1. Results showed a preponderance of positive impacts on direct academic outcomes with the highest positive impact for science followed by math and language arts.
2. Gardening during childhood exposes children to healthy food, moderate exercise, and positive social interactions and can often lead to a lifetime of gardening.
3. Students learn focus and patience, cooperation, teamwork and social skills.
4. Instill appreciation and respect for nature that lasts into adulthood.
5. Contribute to communication of knowledge and emotions, while developing skills that will help them is more successful in school.
6. Tending to new plants teaches children responsibility and teamwork. It provides an opportunity to bring science, math, social studies, and language and visual arts to life through hands-on learning.
7. Vegetable gardens let children taste the wonders of fresh food.
8. Student gain self-confidence and a sense of “self reliance” along with new skills and knowledge in food growing — soon-to-be-vital for the 21st century.
9. Garden-based teaching addresses different learning styles and intelligences; our non-readers can blossom in the garden!
10. Achievement scores improve because learning is more relevant and hands-on.
11. Students become more fit and healthy as they spend more time active in the outdoors and start choosing healthy foods over junk food
12. Students who are familiar with growing their own food tend to eat more fruits and vegetables.
13. Graffiti and vandalism decrease because students respect what they feel some ownership in their school.
14. Students take pleasure in learning and show positive attitudes towards education.
15. Children’s’ attitudes toward school were more positive in schools that offered gardening.

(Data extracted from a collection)
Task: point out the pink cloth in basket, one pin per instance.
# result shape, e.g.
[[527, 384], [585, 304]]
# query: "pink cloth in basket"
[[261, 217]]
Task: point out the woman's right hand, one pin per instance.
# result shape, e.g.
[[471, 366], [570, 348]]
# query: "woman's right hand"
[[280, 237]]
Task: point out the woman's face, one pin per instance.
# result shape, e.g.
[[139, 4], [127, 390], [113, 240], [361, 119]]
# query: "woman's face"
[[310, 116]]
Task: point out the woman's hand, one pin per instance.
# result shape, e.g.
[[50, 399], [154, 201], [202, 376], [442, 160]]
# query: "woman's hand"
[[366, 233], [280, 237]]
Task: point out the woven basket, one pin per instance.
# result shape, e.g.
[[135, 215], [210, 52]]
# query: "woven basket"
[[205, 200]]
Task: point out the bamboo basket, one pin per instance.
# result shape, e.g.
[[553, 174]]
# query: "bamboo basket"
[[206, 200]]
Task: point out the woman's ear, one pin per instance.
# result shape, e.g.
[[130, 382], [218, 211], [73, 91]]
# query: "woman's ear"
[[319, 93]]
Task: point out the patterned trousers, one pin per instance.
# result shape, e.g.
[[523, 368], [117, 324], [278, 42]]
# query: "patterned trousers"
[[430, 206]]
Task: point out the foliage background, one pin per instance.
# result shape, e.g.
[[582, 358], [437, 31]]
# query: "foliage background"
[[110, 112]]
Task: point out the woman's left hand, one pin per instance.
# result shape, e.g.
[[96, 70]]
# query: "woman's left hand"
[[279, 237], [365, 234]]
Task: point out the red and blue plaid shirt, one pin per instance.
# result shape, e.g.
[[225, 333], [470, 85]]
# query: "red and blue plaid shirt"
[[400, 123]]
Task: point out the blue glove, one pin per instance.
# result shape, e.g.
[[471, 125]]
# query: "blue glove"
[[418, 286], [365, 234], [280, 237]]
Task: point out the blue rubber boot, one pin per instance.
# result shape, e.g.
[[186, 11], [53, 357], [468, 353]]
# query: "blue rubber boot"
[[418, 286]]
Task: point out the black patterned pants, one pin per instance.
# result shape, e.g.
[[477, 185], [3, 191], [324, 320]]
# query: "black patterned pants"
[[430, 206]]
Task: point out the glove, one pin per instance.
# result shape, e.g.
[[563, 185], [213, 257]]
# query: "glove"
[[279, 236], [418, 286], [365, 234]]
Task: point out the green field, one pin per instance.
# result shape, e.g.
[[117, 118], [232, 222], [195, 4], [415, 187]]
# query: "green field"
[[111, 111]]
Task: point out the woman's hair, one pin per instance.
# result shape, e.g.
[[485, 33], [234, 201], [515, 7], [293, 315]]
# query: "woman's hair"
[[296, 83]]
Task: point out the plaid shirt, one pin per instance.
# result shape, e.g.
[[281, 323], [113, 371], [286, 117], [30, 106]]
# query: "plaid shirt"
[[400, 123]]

## WORK ORDER 1
Using the gardening benefits list, decide whether each statement agrees with it: (a) math showed the highest positive impact among academic outcomes; (b) students familiar with growing their own food tend to eat more fruits and vegetables; (c) graffiti and vandalism increase in schools with gardens. Give yes or no for each, with the deciding words of the list quoted.
## WORK ORDER 2
According to the gardening benefits list, which subjects can tending to new plants bring to life through hands-on learning?

## WORKED SOLUTION 1
(a) No: "the highest positive impact for science followed by math and language arts."
(b) Yes: "Students who are familiar with growing their own food tend to eat more fruits and vegetables."
(c) No: "Graffiti and vandalism decrease because students respect what they feel some ownership in their school."

## WORKED SOLUTION 2
Science, math, social studies, and language and visual arts.